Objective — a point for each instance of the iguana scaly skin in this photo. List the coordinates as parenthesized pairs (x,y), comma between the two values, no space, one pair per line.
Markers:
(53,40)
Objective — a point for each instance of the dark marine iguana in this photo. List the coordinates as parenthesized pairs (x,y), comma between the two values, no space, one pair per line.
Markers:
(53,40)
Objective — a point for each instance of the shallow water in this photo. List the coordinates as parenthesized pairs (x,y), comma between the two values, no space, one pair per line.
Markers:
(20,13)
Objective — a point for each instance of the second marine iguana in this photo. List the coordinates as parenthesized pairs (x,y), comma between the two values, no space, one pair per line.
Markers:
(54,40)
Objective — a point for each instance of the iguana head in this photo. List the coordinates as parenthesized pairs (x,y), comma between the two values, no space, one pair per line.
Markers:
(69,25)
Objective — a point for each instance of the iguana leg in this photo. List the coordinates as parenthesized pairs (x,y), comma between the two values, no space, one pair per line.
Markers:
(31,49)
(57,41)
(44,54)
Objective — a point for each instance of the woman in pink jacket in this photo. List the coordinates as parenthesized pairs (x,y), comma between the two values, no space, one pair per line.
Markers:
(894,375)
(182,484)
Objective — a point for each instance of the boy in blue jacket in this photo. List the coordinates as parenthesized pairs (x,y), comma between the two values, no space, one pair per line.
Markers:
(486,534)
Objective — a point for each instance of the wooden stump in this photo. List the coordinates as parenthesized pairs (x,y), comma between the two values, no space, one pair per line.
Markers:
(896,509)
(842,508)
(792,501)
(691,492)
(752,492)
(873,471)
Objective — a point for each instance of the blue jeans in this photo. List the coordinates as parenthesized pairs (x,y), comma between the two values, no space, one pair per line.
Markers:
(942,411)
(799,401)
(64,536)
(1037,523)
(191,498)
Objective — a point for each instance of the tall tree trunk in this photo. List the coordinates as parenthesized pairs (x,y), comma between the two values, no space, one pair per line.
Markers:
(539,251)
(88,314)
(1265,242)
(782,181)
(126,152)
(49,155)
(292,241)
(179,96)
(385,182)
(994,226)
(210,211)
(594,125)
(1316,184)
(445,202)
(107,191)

━━━━━━

### WHAT TO DO
Each line of the material must be restated exactly.

### CORRECT RESULT
Objective — a point for each instance of the iguana scaly skin in this photo. List the coordinates as parenthesized pairs (x,y), comma between the two values, no space, one pair per line.
Markers:
(53,40)
Objective — a point for each instance of the dark marine iguana in this photo. List the coordinates as parenthesized pairs (x,y), comma between the two values, no space, one pair per line.
Markers:
(53,40)
Objective — a point for each instance of the shallow water in this photo. List the coordinates as parenthesized pairs (x,y), comma between the two values, no space, one pair per line.
Markers:
(20,13)
Objective — a point for each instance of the second marine iguana in this photo. List the coordinates as parenthesized pairs (x,y), comma between the two values, no space, one pair per line.
Markers:
(54,40)
Objective — a point for each instance of the iguana head in this photo. List the coordinates as parenthesized pairs (x,y), comma between the two values, no space, one pair per line.
Markers:
(69,25)
Objective — a point for each instance of the iguana leg in this photo. List the coordinates as parenthesized pairs (x,y), comma between the two values, no space, one pair per line.
Markers:
(31,49)
(57,41)
(44,54)
Objective — a point for each instance of the woman in pink jacket in this photo. List the coordinates as parenthesized pairs (x,y), comma between the two values, no space, one pair per line.
Markers:
(894,375)
(182,484)
Objective — a point for each instance of the boy in blue jacket in this photo. List the coordinates as parenthesized pairs (x,y), comma between the two values, no space, one pair per line.
Markers:
(486,534)
Objective — a point for each instance of the wooden stump in this photo. List the coordinates as parenthesized pairs (x,y), comma between the two values, no space, one pair per line.
Markers:
(896,509)
(842,508)
(792,501)
(691,492)
(752,492)
(873,471)
Objective — a point for each instance of the blue jeans in this photo. List the coordinates as parenthesized pairs (x,y), comma between the two values, no space, one pair per line.
Markers:
(942,411)
(799,401)
(64,536)
(1037,523)
(191,498)
Objective — a point for each instance of the tall tree trunk in this photo. List the coordinates as parenthesized pairs (x,y), comma between the two values, no space, one pair per line.
Markers:
(539,251)
(88,314)
(1265,242)
(782,181)
(126,152)
(49,155)
(292,241)
(179,96)
(385,182)
(994,226)
(210,211)
(594,125)
(1316,184)
(445,202)
(107,191)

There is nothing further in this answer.